(Exercise)
Please output the entries below without altering a single character.
*** Opening Input records ***
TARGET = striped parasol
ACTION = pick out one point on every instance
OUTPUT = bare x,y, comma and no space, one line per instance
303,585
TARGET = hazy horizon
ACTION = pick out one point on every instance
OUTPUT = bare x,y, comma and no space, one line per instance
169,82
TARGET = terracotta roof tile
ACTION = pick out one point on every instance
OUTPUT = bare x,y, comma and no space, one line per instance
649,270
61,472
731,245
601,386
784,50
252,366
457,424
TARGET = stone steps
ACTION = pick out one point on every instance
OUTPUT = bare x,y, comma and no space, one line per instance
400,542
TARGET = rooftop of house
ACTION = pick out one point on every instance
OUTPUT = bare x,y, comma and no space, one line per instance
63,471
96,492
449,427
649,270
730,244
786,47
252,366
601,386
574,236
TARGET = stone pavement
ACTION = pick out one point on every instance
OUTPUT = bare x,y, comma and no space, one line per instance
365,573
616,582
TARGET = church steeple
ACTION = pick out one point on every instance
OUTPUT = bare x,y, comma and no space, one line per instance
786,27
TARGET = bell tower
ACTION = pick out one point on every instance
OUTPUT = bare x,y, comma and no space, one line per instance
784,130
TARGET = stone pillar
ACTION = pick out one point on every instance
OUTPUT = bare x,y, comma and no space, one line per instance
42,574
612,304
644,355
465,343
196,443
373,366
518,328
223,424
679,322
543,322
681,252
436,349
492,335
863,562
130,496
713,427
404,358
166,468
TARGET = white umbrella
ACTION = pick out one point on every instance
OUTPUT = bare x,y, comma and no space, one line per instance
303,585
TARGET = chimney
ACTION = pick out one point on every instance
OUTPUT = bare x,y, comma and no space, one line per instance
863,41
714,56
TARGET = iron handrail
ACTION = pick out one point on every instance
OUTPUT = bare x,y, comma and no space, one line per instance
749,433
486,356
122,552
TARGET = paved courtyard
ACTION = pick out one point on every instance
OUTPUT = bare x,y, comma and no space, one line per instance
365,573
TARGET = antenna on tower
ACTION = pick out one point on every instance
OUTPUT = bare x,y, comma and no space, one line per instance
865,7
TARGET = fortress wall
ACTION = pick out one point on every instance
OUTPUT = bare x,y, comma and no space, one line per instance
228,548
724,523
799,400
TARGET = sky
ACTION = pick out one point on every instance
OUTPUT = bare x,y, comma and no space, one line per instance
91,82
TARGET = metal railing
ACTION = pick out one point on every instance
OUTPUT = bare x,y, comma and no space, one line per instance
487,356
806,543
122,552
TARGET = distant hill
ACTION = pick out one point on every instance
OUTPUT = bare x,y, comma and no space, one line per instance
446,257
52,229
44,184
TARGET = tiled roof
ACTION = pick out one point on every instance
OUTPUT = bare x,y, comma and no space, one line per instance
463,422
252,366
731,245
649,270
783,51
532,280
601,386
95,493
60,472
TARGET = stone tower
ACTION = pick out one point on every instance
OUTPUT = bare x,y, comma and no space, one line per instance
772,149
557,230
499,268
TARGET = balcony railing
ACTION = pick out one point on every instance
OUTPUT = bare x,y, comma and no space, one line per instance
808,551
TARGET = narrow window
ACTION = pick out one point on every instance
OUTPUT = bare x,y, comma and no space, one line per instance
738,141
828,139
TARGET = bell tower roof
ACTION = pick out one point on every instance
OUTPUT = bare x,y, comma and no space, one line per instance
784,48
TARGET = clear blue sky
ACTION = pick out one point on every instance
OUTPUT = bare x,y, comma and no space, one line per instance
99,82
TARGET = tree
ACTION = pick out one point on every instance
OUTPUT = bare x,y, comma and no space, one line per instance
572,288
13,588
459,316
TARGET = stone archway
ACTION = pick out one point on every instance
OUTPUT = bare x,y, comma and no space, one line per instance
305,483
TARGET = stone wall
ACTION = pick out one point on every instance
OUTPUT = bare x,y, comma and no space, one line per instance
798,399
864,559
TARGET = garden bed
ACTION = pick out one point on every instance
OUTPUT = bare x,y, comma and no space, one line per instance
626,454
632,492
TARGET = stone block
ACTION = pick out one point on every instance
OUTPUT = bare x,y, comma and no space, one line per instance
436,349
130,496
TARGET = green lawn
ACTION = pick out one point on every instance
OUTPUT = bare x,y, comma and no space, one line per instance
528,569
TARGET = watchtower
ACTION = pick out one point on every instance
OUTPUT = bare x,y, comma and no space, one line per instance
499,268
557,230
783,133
*** Closing Input records ***
(Result of the task)
TARGET = striped parasol
ACTION = pick out one point on every instance
OUTPUT = bare x,y, comma and no space, one line per instance
303,585
TARGET = hazy horizon
ACTION = pick out one point on every instance
OUTPUT = bare x,y, comma and no space, one line per instance
169,82
TARGET = terracotta roof tile
ACTION = pick out one point on every instance
OUTPUT = bare x,y, comma and no space, one line per instance
649,270
61,472
731,245
601,386
784,50
252,366
457,424
TARGET = stone steps
ACTION = pick out one point on every instance
OUTPUT = bare x,y, comma and no space, one line per instance
400,542
TARGET = rooftop of house
ACTION = pick out one point on every instance
OUTPUT = bare x,y, comma and no space, one line per instance
63,471
96,492
449,427
649,270
730,244
786,47
252,366
601,386
574,236
TARGET = stone pavement
ACTION = pick out one point on every instance
OUTPUT = bare x,y, comma and no space, one line per instance
365,573
616,582
TARGET = church steeple
ACTION = pick out one point on every instance
OUTPUT = bare x,y, comma and no space, one line per instance
786,27
TARGET = bell tower
ACTION = pick out one point on every instance
OUTPUT = bare x,y, comma and no space, one line per instance
784,130
TARGET = stone pillar
ACTION = pick out one point on every instance
OUTPUT = bare x,y, comma and no space, one line per instance
42,574
612,304
644,355
465,343
196,443
373,366
518,328
223,424
679,322
543,322
681,252
436,349
492,335
863,562
130,496
713,427
404,358
166,468
TARGET = white umbrella
ACTION = pick out one point on every instance
OUTPUT = bare x,y, comma and no space, one line per instance
303,585
TARGET = chimney
ACTION = pick out one point on every instance
OUTPUT = bare x,y, comma and no space, one line per instance
863,41
714,56
TARGET = iron handrail
ACTION = pick out one point on every instance
OUTPUT = bare x,y, comma and no space, one line per instance
749,433
486,356
122,552
TARGET = paved courtyard
ACTION = pick out one point on every instance
OUTPUT = bare x,y, comma and no space, one line per instance
365,573
TARGET = antenna on tower
ACTION = pick out one point on every instance
OUTPUT = bare x,y, comma and no space, one line per instance
865,7
TARGET = fortress wall
ACTION = pick out one point on every instance
OUTPUT = bare x,y, comma and no space, one line per instance
228,548
724,523
799,400
TARGET = sky
ACTION = pick out one point on every instance
OUTPUT = bare x,y, comma and no space, one line per instance
91,82
TARGET = metal railing
ACTION = pick out one point on every instance
OUTPUT = bare x,y, comma and no space, one line per instance
487,356
806,543
122,552
TARGET = distant hill
ACTION = pick out one point on every instance
OUTPUT = bare x,y, comma and no space, one line per instance
446,257
52,229
44,184
TARGET = tiled roof
ACTION = pick out one point on every instance
OUTPUT = bare x,y, comma and no space, one line per instance
463,422
252,366
731,245
649,270
783,51
532,280
601,386
95,493
60,472
TARGET = stone tower
ACTION = pick out one point on every instance
OUTPUT = bare x,y, comma and no space, one line per instance
772,149
557,230
499,268
TARGET = balcony railing
ACTION = pick out one point on every instance
OUTPUT = bare x,y, comma and no space, one line per instance
808,551
TARGET = narrow window
ACTION = pick out one point on every instance
OUTPUT = bare x,y, comma and no space, one line per instance
738,141
828,139
TARGET = bell tower roof
ACTION = pick out one point on every instance
OUTPUT = bare x,y, comma and no space, one line per instance
784,48
TARGET = clear blue sky
ACTION = pick out one point on every instance
OUTPUT = bare x,y, comma and no space, one line per instance
99,82
TARGET = tree
ACTION = pick out one point on every instance
OUTPUT = bare x,y, comma and no space, one line per instance
572,288
13,588
459,316
TARGET = stone archway
ACTION = pick out one point on every instance
OUTPUT = bare x,y, comma and no space, one line per instance
305,483
TARGET = stone wall
ACTION = pick out one point on every instance
OUTPUT = bare x,y, comma and no space, one line per instance
798,399
864,559
TARGET = garden bed
ACTION = pick out one point on every instance
OUTPUT = bare x,y, comma and no space, one line per instance
626,454
632,492
TARGET = stone block
ACTION = pick out one point on every instance
OUTPUT = bare x,y, comma and no space, one line per instance
436,349
130,496
TARGET = green lawn
ACTION = pick out one point on every instance
OUTPUT = bare x,y, comma and no space, one line per instance
528,569
TARGET = watchtower
ACTION = pick out one point on every instance
OUTPUT = bare x,y, comma and no space, one line per instance
499,268
557,230
783,133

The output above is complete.